_Your task_. Start at the line containing "Reviewer note: confirm that each instance of the salmon" and transcribe every line exactly through the end of the records below, and only those lines.

[Entries from a pointing dataset]
# # # #
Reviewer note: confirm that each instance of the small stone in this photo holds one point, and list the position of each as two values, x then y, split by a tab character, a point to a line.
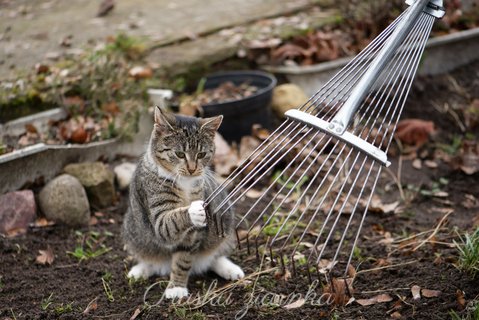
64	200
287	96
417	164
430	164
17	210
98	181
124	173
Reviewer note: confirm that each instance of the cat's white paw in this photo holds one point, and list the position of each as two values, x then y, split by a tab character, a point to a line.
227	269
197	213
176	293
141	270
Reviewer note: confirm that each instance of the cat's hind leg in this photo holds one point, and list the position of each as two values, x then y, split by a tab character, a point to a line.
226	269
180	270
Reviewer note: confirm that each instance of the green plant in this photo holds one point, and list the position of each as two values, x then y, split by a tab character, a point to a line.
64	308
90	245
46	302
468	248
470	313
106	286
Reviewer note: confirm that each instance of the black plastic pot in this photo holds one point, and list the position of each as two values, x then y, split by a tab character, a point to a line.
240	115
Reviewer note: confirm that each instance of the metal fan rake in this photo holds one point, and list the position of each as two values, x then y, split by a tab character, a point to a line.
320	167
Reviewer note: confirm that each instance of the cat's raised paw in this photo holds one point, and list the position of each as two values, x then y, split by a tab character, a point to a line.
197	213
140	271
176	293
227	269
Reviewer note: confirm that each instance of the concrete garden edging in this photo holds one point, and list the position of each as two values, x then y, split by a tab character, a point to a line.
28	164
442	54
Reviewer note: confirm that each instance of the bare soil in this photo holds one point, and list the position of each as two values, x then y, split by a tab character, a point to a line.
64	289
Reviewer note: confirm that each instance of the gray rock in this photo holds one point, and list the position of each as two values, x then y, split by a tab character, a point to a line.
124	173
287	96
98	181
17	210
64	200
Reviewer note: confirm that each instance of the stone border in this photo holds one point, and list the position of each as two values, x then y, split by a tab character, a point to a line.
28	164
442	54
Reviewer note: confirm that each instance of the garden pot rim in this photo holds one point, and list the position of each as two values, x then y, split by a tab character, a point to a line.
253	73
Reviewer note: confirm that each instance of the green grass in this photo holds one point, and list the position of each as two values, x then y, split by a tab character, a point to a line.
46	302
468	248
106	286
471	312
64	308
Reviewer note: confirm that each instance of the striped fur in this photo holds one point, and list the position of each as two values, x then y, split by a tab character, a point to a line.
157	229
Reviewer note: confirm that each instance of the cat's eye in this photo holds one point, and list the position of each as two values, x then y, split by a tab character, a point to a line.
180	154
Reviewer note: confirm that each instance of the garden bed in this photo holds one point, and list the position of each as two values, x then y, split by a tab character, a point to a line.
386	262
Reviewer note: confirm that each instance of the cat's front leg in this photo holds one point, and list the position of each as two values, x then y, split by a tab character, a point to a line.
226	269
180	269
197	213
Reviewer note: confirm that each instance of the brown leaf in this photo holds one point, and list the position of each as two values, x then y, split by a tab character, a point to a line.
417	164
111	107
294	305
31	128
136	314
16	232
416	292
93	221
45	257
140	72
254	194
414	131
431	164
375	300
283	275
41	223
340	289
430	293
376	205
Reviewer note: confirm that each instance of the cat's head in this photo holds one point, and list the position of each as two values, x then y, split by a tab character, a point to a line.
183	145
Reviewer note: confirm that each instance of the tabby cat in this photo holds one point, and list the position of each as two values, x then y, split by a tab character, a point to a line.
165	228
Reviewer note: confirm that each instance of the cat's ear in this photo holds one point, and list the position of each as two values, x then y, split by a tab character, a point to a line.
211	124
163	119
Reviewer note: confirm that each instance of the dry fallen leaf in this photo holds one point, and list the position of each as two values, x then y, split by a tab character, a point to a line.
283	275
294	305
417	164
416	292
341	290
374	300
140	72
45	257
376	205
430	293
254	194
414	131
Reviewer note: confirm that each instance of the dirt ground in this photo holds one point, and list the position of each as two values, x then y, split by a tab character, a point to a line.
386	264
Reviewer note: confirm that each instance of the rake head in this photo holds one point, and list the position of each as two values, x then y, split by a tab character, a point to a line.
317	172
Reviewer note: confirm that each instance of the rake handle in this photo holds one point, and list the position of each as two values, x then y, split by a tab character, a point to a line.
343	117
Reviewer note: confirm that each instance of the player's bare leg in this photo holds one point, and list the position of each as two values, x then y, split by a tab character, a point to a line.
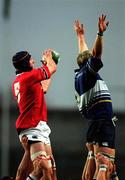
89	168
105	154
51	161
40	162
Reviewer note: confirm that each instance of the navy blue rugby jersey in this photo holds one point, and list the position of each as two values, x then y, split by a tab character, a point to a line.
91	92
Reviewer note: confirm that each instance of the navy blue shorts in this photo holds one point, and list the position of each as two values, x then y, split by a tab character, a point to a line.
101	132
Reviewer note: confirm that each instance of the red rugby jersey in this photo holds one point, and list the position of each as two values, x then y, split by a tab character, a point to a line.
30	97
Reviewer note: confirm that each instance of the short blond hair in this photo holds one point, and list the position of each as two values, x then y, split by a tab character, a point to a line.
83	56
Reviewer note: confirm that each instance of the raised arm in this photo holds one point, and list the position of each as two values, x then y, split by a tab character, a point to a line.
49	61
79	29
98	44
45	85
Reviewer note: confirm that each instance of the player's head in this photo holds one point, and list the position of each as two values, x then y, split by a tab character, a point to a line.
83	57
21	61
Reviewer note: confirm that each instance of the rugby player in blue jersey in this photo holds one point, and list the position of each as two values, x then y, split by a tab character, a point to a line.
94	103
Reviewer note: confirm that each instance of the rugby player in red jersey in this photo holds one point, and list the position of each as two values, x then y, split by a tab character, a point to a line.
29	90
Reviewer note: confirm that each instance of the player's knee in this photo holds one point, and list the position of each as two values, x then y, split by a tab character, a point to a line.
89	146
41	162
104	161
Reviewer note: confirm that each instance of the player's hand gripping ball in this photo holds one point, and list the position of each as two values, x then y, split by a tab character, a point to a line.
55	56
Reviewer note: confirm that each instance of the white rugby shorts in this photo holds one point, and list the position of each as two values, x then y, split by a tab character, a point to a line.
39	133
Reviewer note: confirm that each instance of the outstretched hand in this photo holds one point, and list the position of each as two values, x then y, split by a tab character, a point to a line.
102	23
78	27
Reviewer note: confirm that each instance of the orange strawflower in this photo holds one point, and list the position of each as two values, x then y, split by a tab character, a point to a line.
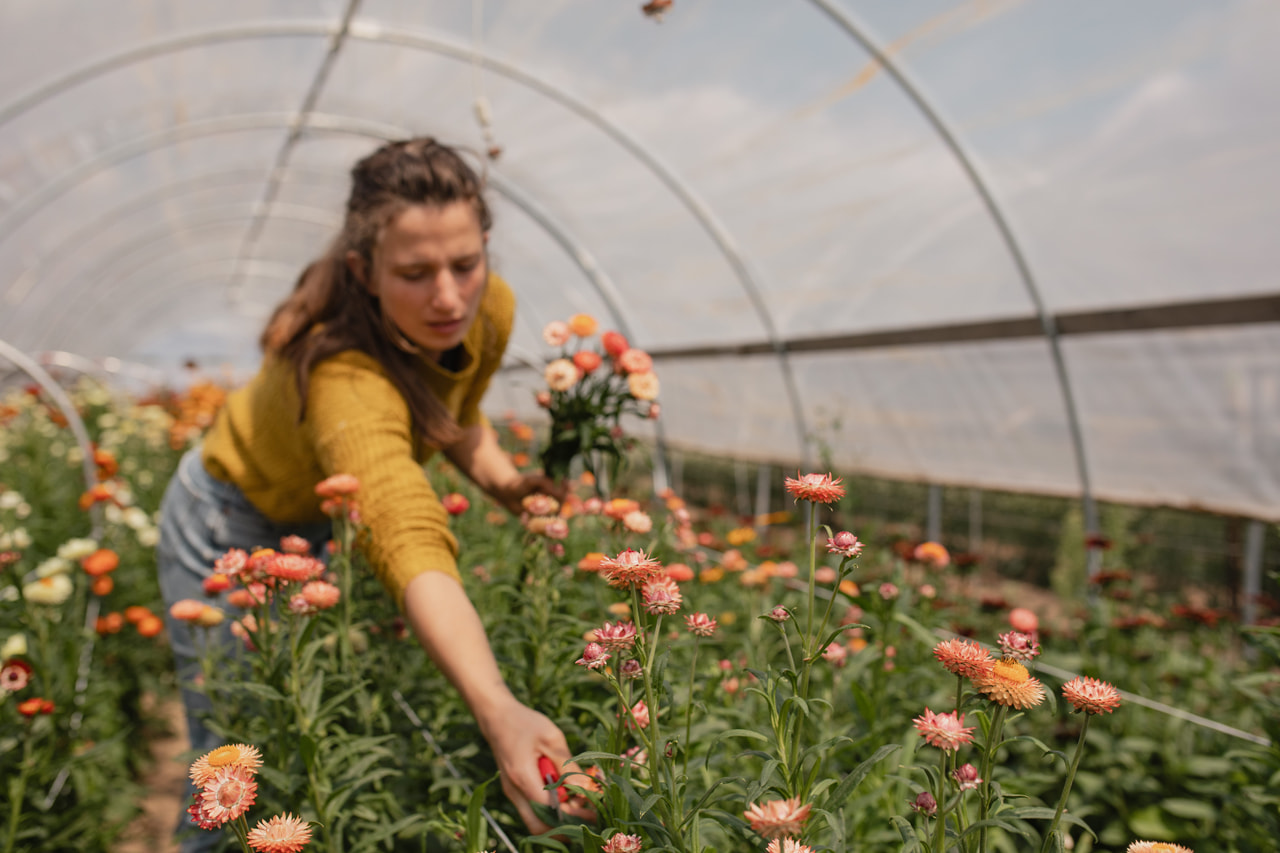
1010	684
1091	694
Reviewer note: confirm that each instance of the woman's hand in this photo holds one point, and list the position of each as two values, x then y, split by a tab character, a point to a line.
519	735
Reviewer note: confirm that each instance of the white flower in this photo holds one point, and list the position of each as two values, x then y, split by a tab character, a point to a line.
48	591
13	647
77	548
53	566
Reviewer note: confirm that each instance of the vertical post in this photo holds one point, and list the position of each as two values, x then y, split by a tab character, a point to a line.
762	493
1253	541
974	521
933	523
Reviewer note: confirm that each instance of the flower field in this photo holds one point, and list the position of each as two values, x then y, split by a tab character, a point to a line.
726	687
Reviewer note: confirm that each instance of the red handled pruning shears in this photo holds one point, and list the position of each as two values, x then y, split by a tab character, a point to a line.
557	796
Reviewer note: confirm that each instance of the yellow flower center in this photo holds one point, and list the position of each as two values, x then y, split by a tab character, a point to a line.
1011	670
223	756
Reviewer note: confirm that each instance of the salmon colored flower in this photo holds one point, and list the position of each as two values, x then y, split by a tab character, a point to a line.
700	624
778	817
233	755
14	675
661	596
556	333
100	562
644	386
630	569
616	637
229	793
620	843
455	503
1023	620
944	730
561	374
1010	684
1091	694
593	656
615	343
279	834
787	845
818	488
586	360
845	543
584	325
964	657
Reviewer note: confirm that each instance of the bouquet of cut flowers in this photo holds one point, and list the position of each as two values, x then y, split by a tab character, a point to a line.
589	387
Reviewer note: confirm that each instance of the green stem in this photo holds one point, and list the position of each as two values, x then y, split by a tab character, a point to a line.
# # # #
_Solved problem_.
Reviewer note: confirm that each instance of the salmon colored flower in this photo holds one point, and list the position of each as two values, x then y, split by a tab character, a point to a line.
700	624
778	817
233	755
14	675
661	596
556	333
100	562
644	386
630	569
616	637
229	793
620	843
455	503
1023	620
944	730
561	374
1010	684
1091	694
593	656
615	343
279	834
787	845
818	488
586	360
845	543
584	325
964	657
Reviewer note: confirm that each instance of the bouquet of cut flowers in this photo holds one point, and list the position of each as two values, x then y, split by a tab character, a point to a line.
589	387
Reviewer note: confirm that each instance of the green stem in this photo holds one point, and list the position of each as two values, x then y, split by a tab character, a point to a line.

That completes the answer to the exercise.